— AIM OF THE TASK —
Please put every line of all the records below into a numbered list, leaving out any blank lines.

— EXERCISE DATA —
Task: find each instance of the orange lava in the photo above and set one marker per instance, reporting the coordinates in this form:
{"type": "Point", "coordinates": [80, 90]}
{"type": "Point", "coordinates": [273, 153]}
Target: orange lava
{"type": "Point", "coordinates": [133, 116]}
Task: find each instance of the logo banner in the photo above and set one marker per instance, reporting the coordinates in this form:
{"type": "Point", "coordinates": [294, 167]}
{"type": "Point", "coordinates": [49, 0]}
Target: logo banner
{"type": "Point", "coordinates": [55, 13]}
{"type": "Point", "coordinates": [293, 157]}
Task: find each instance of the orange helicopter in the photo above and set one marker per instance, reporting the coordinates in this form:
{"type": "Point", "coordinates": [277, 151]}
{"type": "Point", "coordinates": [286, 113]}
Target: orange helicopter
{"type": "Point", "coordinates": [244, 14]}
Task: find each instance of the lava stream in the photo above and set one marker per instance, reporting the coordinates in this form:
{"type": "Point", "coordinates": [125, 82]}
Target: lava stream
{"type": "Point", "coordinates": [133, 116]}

— TASK OUTPUT —
1. Task: find each instance of the orange lava in the photo above and set one marker per instance, reporting the coordinates in this form:
2. {"type": "Point", "coordinates": [80, 90]}
3. {"type": "Point", "coordinates": [273, 153]}
4. Target: orange lava
5. {"type": "Point", "coordinates": [133, 116]}
6. Task: find each instance of the logo banner in the photo above and set one marker per instance, reporting the coordinates in this form:
7. {"type": "Point", "coordinates": [294, 167]}
8. {"type": "Point", "coordinates": [49, 0]}
9. Target: logo banner
10. {"type": "Point", "coordinates": [55, 13]}
11. {"type": "Point", "coordinates": [293, 157]}
12. Task: find each instance of the orange helicopter in the photo above and set one marker per instance, reporting the coordinates in this form:
13. {"type": "Point", "coordinates": [277, 151]}
14. {"type": "Point", "coordinates": [286, 113]}
15. Target: orange helicopter
16. {"type": "Point", "coordinates": [244, 14]}
17. Task: find each instance of the lava stream in the photo above and set one marker per instance, reporting the coordinates in this form:
18. {"type": "Point", "coordinates": [125, 82]}
19. Target: lava stream
20. {"type": "Point", "coordinates": [133, 116]}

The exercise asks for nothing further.